[Problem statement]
Turn each line of the data below into an item in a numbered list, and skip any blank lines.

— START Dataset records —

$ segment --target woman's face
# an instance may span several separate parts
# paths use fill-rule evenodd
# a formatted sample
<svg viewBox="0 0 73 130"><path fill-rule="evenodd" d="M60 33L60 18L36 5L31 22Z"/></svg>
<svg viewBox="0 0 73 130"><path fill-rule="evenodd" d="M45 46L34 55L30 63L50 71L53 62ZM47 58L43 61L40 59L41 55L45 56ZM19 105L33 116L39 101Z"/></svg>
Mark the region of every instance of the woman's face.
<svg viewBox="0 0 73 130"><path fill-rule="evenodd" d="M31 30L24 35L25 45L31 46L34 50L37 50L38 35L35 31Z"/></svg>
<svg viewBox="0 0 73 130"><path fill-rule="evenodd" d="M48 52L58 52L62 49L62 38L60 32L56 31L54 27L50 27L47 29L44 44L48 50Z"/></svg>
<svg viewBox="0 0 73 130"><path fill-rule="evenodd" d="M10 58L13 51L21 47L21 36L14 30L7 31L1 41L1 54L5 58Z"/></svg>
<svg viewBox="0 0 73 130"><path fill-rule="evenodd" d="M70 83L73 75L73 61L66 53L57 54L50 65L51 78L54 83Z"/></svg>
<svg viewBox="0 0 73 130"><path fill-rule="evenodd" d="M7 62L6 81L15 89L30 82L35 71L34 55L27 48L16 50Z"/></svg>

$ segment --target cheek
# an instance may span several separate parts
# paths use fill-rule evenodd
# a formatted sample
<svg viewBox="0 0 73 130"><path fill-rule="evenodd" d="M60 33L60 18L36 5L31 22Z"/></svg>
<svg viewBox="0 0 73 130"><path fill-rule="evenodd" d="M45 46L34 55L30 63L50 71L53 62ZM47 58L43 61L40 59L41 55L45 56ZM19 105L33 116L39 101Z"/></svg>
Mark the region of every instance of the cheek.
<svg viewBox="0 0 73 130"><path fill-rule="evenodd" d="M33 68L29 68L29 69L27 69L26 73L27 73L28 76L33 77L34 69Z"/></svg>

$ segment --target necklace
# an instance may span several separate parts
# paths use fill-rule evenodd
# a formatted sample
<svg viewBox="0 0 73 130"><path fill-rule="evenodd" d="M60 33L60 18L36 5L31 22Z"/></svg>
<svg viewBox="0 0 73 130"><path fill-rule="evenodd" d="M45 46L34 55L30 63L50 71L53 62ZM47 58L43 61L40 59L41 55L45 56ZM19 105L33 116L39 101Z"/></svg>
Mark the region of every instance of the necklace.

— END Dataset records —

[Written answer]
1. $ segment --target woman's face
2. # an instance may span several separate parts
3. # paths use fill-rule evenodd
4. # a formatted sample
5. <svg viewBox="0 0 73 130"><path fill-rule="evenodd" d="M60 33L60 18L36 5L31 22Z"/></svg>
6. <svg viewBox="0 0 73 130"><path fill-rule="evenodd" d="M45 46L34 55L30 63L50 71L53 62ZM47 58L43 61L40 59L41 55L45 56ZM19 105L33 116L39 101Z"/></svg>
7. Mark the region of every instance of the woman's face.
8. <svg viewBox="0 0 73 130"><path fill-rule="evenodd" d="M31 30L24 35L25 45L31 46L34 50L37 50L38 35L35 31Z"/></svg>
9. <svg viewBox="0 0 73 130"><path fill-rule="evenodd" d="M48 52L58 52L62 49L62 38L60 32L56 31L54 27L50 27L47 29L44 44L48 50Z"/></svg>
10. <svg viewBox="0 0 73 130"><path fill-rule="evenodd" d="M10 58L13 51L21 47L21 36L14 30L7 31L1 41L1 54L5 58Z"/></svg>
11. <svg viewBox="0 0 73 130"><path fill-rule="evenodd" d="M70 83L73 75L73 61L66 53L57 54L50 65L51 78L54 83Z"/></svg>
12. <svg viewBox="0 0 73 130"><path fill-rule="evenodd" d="M7 62L6 81L15 89L30 82L35 71L34 55L27 48L16 50Z"/></svg>
13. $ segment --target cheek
14. # an instance may span several separate parts
15. # paths use fill-rule evenodd
16. # a formatted sample
17. <svg viewBox="0 0 73 130"><path fill-rule="evenodd" d="M60 33L60 18L36 5L31 22Z"/></svg>
18. <svg viewBox="0 0 73 130"><path fill-rule="evenodd" d="M45 46L34 55L30 63L50 71L53 62ZM47 58L43 61L40 59L41 55L45 56ZM19 105L33 116L39 101Z"/></svg>
19. Mark the region of every instance of the cheek.
20. <svg viewBox="0 0 73 130"><path fill-rule="evenodd" d="M33 68L29 68L29 69L27 69L26 73L27 73L28 76L33 77L34 69Z"/></svg>
21. $ segment --target necklace
22. # an instance may span several separate parts
23. # paths use fill-rule evenodd
24. # a formatted sample
25. <svg viewBox="0 0 73 130"><path fill-rule="evenodd" d="M60 33L60 18L36 5L31 22Z"/></svg>
26. <svg viewBox="0 0 73 130"><path fill-rule="evenodd" d="M45 46L34 55L30 63L50 71L53 62ZM47 58L43 61L40 59L41 55L45 56ZM19 105L33 116L39 101Z"/></svg>
27. Mark the region of every instance of the necklace.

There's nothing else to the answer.